Task prompt —
Would you please repeat the lines in the listing below from the one containing "Point out every instance of the man's hand" through the final one, exactly as they appear?

Supplied entries —

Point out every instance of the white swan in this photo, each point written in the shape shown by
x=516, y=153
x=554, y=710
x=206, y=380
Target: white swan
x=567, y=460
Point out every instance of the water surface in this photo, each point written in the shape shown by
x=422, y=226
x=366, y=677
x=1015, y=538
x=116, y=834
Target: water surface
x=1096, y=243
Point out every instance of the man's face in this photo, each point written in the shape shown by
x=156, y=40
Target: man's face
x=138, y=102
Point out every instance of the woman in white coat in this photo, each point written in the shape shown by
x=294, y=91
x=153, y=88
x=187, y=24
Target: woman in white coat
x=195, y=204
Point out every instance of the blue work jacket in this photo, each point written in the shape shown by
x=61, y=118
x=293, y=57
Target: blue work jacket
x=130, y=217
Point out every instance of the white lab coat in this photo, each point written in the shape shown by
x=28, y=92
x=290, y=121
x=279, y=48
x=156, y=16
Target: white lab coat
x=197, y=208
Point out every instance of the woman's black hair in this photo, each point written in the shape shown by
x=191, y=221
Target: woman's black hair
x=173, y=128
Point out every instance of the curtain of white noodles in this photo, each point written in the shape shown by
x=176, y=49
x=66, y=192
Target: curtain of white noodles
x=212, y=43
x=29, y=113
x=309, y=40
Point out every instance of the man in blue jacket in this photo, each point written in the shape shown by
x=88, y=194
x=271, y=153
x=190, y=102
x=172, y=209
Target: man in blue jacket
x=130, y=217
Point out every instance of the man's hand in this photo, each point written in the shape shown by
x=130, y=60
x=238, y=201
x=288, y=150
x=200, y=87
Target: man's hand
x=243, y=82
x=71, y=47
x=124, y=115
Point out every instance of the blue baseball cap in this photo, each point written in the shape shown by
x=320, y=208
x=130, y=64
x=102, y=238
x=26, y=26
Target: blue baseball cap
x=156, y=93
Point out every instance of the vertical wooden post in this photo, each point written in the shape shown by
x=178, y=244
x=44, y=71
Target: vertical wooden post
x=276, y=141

Problem solution —
Point out every instance of the man's hand in this photo, each point written in the shape shown by
x=130, y=60
x=238, y=201
x=288, y=150
x=200, y=87
Target: man's hand
x=243, y=82
x=71, y=47
x=124, y=115
Point out every instance of the blue baseball cap in this photo, each point written in the shape shown by
x=320, y=208
x=130, y=64
x=102, y=238
x=26, y=26
Target: blue baseball cap
x=156, y=93
Point out every instance of the vertical wooden post in this photo, each point written in the shape shown by
x=178, y=244
x=44, y=71
Target: vertical wooden post
x=276, y=141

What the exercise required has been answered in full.